- Excerpted text
━━━━━━━━━━━━━━━━
Exclusive: OCBC’s 20-year data & AI innovation journey
When it comes to data, OCBC is playing the long game.
Donald MacDonald, Head of the Group Data Office at OCBC, has spent years steering the bank's approach to advanced analytics and artificial intelligence. His team sits at the heart of the financial services group, which includes Great Eastern insurance, OCBC Securities and Bank of Singapore, as well as operations across Singapore, Malaysia, Hong Kong, China and Indonesia.
"The Group Data Office is the centre of excellence for advanced analytics and AI across OCBC Group," he said. "I own the data asset, the data platform, and the data strategy, but most of my time is spent on value creation - how we use that data to drive revenues, improve productivity or reduce risk."
Foundation
For MacDonald, the key to scaling AI has been years of investment in infrastructure. "What's holding most companies back is that they haven't invested in the data," he explained. "At OCBC, we spent the last 20 years doing that. Our data is well sorted. It's then just saying, how are we going to apply it to drive the most value?"
━━━━━━━━━━━━━━━━
Dataset excerpts

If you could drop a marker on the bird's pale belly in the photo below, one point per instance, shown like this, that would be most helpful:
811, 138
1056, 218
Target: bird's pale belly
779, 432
━━━━━━━━━━━━━━━━
- Activity list
**1.** According to the OCBC article, how many years has the bank spent investing in its data?
**2.** Pick up the OCBC article right after its final sentence and keep it going.

- Task results
**1.** 20 years.

**2.**
This long-term strategy underpins how his team decides which projects to pursue. "There are thousands of potential use cases for AI in a bank, so it's about being selective," he said. "We look at expected return, cost savings, effort required, reusability, and whether it's an ethical use of data."
Compliance and risk teams play a dual role. "They're both a customer and an oversight function," he explained. "We follow their policies when building models, but we also provide services for them, from anti-money laundering to fraud detection."
Cloudera at the core
A central part of OCBC's journey has been its decade-long partnership with Cloudera. "In 2015 we realised traditional data warehouses were too costly and slow for our ambitions," MacDonald said. "Cloudera and Hadoop let us bring in unstructured data at a fraction of the time and cost."
He estimates that integrating data through Cloudera is "about 10% of the cost" compared with older systems. "In our first ten years we brought in 50 systems. In the last ten years, we brought in more than 300," he added. Today, both OCBC's data and machine learning sit on Cloudera.
The benefits go beyond cost. "Setting up Cloudera infrastructure used to take four months. Now it can be done in one hour," he said.
On-premise over cloud
Despite the rise of cloud services, OCBC keeps most of its sensitive data and AI workloads on-premise. "We have 30 plus Gen AI applications running in production today," MacDonald explained. "A lot of those use very sensitive information, and we don't want that going outside our firewall."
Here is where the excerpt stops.